■ Goal of the exercise
Count the lines below that contain the word "agility" and give only that number.

[A run of records]
+===+

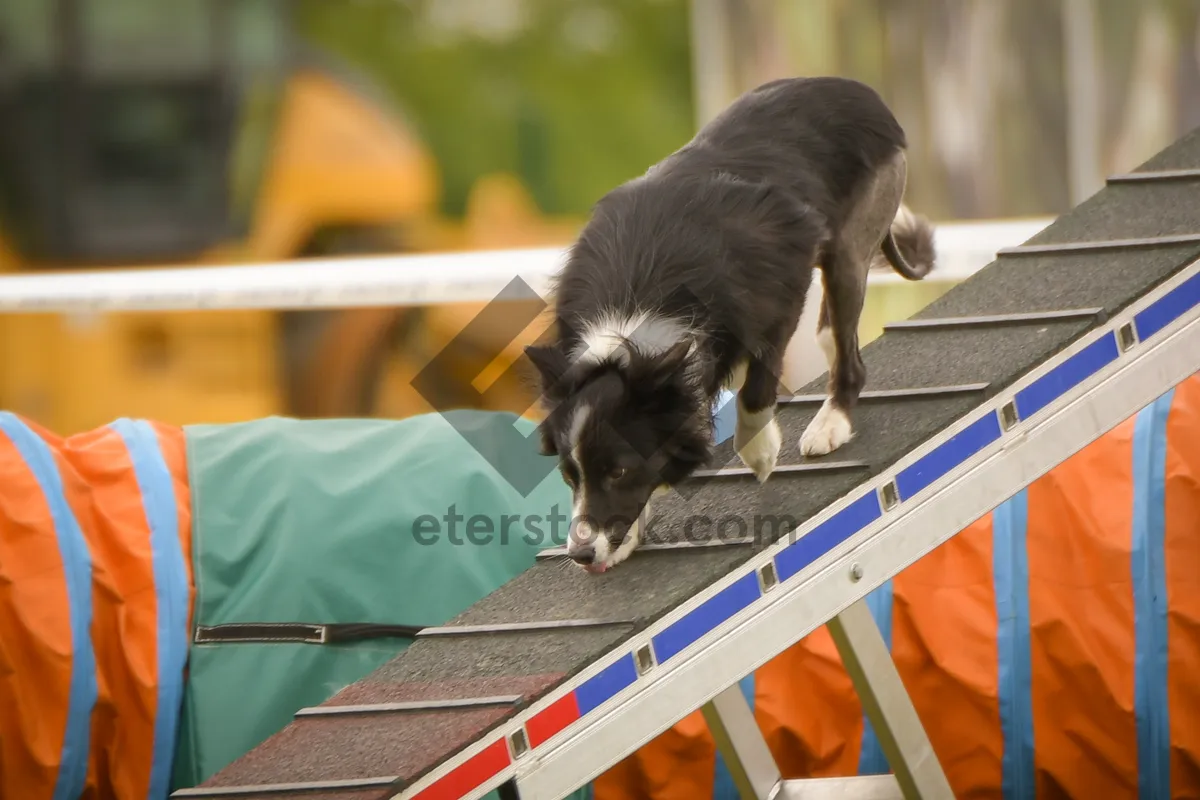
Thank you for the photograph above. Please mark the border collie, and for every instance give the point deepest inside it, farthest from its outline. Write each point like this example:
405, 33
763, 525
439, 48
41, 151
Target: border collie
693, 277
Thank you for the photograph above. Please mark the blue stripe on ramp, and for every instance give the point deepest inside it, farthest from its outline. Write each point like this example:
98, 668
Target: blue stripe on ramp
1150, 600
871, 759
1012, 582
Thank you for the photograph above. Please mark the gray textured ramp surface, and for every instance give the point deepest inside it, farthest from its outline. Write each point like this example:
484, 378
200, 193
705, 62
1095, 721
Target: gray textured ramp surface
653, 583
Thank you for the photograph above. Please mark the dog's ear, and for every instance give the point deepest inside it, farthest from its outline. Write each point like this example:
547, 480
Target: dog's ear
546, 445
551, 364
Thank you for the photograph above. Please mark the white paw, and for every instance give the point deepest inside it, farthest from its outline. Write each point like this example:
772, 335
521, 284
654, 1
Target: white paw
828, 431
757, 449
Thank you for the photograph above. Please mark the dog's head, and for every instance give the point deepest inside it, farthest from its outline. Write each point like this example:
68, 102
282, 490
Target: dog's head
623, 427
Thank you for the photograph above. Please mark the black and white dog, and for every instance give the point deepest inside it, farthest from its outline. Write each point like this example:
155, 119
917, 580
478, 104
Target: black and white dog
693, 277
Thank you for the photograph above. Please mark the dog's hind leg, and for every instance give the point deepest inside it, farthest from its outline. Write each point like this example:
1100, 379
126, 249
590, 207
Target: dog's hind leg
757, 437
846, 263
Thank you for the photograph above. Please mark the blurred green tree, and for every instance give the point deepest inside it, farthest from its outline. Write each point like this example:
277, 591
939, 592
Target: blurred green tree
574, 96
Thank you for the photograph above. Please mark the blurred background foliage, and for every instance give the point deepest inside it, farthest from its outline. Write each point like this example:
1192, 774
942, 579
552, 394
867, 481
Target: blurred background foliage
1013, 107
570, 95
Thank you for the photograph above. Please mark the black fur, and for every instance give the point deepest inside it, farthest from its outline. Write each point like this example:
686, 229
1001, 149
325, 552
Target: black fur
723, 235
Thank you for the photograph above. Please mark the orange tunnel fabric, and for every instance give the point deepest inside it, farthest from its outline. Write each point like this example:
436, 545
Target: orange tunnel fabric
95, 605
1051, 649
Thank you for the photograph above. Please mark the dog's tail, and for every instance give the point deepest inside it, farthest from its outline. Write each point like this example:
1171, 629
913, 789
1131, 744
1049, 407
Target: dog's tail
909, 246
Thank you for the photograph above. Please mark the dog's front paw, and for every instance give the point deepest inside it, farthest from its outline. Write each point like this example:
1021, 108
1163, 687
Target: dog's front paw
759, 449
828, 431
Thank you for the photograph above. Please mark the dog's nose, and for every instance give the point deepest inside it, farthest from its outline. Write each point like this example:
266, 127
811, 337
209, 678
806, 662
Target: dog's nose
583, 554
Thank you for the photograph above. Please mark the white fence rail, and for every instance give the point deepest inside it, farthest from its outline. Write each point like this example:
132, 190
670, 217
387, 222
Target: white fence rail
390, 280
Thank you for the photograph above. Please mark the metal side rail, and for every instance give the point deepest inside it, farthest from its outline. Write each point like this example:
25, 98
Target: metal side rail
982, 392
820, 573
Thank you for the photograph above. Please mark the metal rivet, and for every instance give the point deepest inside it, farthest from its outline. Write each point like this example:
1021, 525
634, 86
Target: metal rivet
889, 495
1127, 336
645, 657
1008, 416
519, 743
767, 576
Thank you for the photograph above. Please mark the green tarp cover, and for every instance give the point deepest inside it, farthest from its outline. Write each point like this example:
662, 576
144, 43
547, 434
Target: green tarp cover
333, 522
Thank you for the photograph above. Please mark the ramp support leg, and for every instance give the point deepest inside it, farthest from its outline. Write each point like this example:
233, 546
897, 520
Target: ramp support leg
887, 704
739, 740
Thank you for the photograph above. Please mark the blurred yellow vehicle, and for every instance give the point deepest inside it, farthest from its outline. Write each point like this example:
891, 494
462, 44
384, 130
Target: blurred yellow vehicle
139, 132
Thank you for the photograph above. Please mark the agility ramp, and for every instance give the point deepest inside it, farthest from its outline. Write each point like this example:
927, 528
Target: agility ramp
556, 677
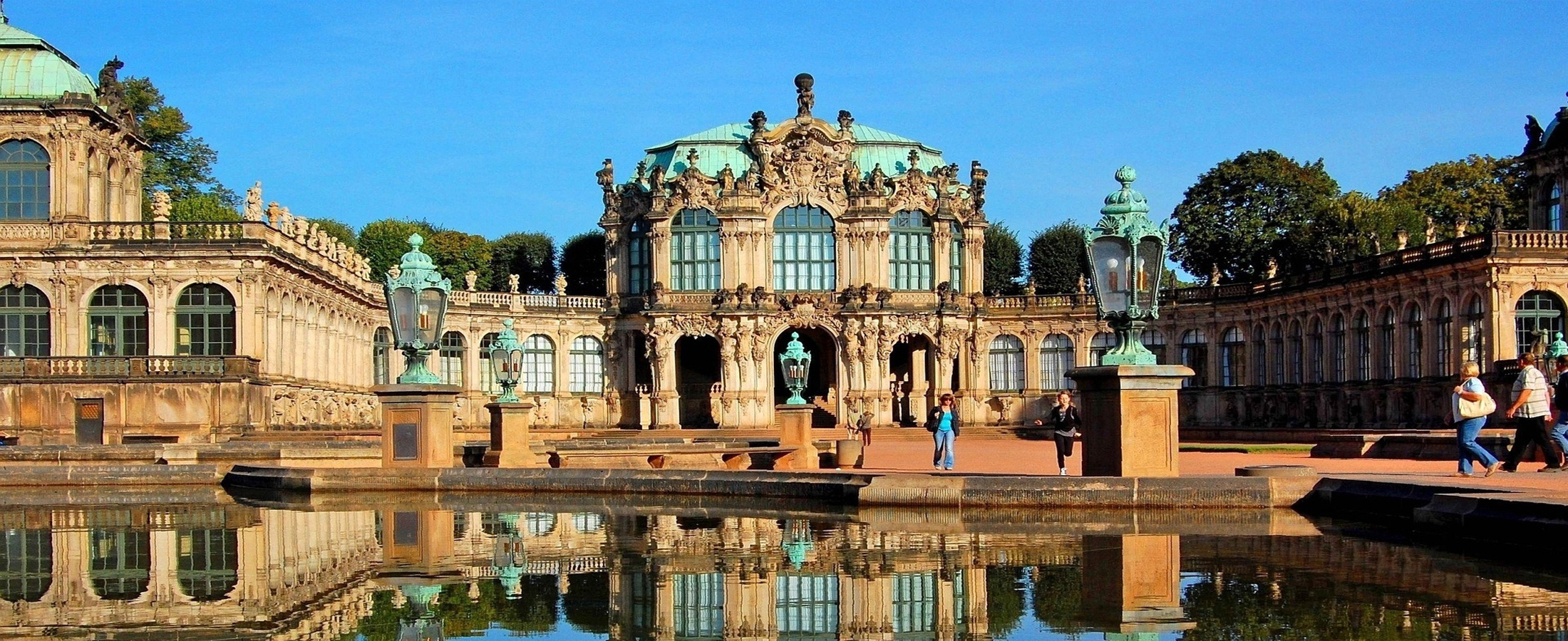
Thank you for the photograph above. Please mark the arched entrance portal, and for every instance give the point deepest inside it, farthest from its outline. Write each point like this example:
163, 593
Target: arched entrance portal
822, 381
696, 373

+===+

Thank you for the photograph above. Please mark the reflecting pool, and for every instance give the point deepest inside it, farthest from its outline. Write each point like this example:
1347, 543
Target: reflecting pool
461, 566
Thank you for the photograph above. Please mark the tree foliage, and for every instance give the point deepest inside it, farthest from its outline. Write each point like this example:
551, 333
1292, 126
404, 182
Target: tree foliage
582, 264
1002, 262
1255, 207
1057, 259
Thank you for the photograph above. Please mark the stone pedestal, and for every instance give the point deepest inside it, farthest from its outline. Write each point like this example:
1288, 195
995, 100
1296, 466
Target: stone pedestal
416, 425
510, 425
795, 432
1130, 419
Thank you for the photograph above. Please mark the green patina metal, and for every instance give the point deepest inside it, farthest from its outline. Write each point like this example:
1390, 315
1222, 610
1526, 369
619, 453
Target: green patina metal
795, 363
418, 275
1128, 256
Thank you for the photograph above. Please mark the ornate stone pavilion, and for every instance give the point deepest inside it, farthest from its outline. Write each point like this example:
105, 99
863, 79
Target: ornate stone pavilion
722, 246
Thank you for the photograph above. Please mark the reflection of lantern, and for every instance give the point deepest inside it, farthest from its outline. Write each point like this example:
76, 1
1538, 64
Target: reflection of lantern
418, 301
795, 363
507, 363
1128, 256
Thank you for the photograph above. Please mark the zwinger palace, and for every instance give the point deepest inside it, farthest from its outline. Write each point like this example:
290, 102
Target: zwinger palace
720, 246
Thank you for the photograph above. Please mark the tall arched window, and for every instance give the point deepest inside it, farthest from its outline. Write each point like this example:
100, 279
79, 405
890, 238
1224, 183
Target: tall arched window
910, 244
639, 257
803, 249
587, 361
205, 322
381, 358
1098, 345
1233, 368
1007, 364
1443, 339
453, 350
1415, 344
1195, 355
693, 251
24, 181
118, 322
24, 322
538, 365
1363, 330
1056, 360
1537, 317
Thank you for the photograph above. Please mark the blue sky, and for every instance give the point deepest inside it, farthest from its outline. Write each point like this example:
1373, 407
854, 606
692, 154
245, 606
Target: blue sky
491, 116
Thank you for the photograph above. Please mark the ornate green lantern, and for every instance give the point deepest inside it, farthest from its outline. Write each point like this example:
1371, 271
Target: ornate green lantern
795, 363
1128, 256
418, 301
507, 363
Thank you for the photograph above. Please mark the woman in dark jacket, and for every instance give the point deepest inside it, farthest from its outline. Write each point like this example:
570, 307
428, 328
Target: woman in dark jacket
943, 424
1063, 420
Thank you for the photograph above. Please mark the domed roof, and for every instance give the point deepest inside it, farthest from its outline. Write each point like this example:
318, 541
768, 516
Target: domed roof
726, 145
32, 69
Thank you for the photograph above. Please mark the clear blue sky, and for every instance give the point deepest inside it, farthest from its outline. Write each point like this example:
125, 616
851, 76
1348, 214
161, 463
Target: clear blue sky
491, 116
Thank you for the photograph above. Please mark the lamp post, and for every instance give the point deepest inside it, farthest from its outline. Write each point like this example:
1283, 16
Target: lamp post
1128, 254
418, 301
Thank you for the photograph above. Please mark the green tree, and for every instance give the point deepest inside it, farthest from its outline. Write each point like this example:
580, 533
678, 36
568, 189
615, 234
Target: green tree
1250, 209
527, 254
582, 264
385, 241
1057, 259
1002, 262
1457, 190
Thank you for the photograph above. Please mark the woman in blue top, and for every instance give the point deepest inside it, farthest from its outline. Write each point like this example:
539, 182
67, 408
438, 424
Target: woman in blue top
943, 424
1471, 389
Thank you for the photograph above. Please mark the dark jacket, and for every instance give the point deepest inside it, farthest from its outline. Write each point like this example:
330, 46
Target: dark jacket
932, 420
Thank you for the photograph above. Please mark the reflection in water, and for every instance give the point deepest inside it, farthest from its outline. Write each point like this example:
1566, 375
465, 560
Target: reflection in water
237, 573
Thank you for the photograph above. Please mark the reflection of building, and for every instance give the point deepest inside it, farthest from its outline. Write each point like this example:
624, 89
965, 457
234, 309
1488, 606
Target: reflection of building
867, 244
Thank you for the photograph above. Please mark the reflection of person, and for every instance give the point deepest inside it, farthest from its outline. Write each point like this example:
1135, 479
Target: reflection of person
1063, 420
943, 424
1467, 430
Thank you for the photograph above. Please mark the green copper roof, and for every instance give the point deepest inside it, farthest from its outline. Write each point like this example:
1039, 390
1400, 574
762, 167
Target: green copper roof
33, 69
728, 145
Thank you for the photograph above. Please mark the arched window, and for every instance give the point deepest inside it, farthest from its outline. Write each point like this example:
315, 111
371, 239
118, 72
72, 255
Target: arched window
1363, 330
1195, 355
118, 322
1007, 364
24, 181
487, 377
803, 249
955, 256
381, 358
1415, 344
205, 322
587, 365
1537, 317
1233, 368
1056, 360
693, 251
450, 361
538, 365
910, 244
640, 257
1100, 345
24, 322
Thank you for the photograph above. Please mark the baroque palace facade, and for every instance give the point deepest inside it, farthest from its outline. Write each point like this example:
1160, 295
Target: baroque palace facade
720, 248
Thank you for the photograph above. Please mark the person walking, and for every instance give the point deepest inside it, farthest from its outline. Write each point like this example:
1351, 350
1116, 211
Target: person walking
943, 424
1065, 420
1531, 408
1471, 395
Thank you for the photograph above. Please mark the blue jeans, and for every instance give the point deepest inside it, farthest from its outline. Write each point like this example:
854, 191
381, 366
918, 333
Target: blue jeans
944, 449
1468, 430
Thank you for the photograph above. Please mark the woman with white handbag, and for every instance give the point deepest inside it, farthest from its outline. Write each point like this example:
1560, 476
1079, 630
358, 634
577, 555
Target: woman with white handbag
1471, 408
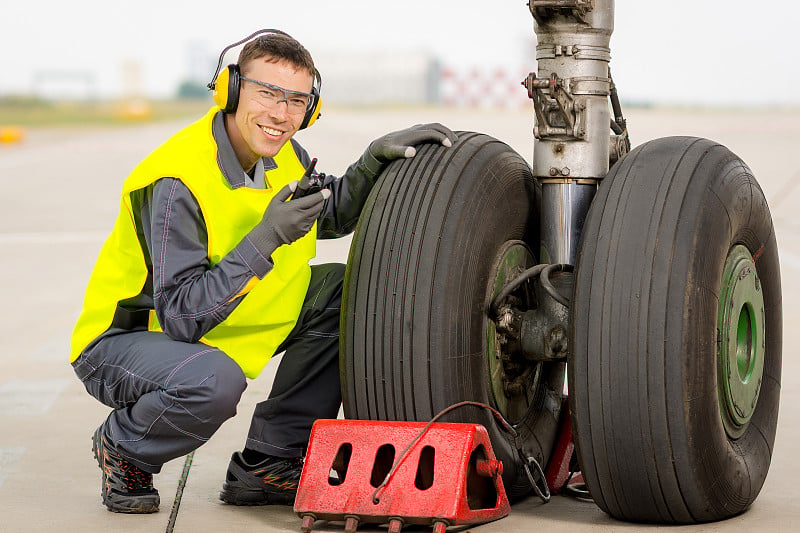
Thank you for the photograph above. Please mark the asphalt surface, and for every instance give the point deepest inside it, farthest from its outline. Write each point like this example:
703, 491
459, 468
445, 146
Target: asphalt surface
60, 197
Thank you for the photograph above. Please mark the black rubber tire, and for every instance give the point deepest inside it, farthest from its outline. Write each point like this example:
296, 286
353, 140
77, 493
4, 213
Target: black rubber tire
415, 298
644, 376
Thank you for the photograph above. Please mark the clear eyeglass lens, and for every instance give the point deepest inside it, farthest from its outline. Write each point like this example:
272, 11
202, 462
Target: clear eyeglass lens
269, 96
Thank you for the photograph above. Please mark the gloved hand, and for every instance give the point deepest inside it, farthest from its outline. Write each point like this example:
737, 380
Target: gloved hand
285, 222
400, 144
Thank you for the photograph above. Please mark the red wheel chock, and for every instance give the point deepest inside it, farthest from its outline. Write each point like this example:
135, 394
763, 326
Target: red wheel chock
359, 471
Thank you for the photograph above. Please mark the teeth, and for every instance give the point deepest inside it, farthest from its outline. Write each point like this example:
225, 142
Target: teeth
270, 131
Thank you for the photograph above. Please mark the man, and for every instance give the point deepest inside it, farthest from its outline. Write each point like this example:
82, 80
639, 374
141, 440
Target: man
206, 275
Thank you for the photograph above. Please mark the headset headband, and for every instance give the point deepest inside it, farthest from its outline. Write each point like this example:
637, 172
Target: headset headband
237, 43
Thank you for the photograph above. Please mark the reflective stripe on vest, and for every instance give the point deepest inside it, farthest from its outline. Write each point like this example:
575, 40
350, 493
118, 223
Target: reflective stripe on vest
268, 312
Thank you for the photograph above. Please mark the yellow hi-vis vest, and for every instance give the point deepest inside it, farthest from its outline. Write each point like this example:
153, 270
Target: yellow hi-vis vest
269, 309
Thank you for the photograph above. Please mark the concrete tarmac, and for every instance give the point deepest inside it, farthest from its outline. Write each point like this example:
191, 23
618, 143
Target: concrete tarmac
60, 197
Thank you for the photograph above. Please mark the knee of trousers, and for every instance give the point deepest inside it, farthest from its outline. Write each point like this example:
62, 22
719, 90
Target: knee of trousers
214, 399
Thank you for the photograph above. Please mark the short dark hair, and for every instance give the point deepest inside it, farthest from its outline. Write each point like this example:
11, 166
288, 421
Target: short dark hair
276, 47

+===+

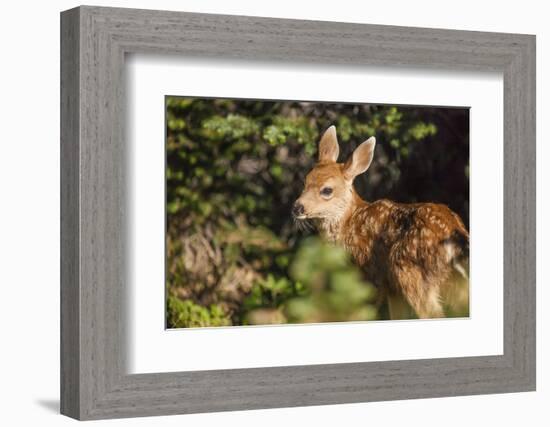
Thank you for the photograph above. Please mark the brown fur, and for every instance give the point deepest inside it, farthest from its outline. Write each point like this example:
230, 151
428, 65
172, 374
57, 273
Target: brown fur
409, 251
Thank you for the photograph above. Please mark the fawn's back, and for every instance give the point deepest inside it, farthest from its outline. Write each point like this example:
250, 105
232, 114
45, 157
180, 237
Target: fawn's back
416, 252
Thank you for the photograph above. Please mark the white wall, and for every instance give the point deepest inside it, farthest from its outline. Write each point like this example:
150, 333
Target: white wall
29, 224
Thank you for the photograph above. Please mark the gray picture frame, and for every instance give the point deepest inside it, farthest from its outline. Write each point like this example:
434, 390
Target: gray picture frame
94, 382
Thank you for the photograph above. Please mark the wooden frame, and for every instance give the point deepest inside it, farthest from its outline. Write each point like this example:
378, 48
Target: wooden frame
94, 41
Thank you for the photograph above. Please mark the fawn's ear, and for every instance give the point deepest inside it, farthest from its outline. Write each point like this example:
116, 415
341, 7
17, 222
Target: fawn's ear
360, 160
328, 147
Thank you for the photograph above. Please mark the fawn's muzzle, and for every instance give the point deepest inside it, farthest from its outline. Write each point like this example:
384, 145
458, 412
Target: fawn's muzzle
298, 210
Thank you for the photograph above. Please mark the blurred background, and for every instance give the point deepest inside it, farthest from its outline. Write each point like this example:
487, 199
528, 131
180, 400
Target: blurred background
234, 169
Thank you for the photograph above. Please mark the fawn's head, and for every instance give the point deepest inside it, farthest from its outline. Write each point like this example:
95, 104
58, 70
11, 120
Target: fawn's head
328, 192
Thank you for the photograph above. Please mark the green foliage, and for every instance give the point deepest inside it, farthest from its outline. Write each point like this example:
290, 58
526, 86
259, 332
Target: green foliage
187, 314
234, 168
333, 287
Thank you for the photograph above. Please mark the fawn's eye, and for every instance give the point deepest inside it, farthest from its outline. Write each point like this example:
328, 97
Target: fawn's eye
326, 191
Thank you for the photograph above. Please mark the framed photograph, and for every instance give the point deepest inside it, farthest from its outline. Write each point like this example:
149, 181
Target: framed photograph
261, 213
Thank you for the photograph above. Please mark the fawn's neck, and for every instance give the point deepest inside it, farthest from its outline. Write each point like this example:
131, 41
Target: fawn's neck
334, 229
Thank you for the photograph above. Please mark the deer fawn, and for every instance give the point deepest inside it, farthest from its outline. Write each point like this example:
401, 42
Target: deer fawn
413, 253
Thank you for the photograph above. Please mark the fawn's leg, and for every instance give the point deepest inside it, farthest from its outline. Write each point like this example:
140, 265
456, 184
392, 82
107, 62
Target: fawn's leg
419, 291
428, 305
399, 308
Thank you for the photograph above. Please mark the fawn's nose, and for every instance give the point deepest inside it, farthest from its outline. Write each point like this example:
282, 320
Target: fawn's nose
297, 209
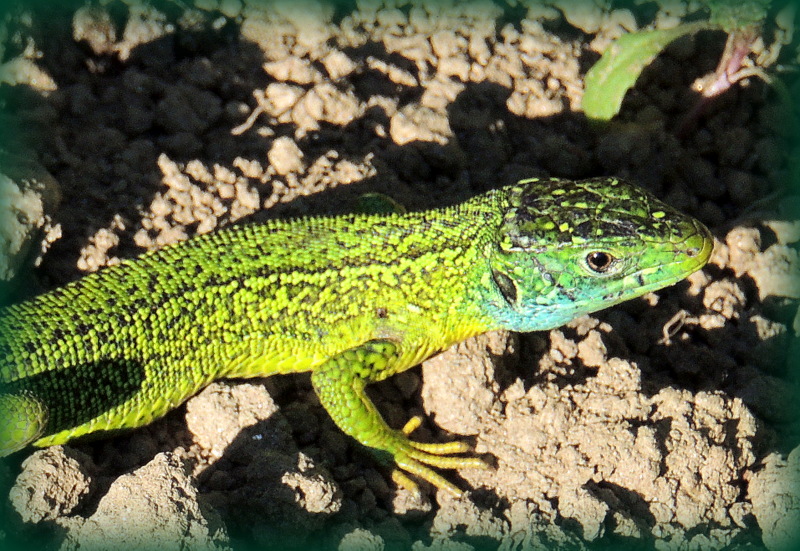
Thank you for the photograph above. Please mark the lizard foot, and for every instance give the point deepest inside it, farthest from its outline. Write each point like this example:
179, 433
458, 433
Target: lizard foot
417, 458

+===+

■ Solved exercise
2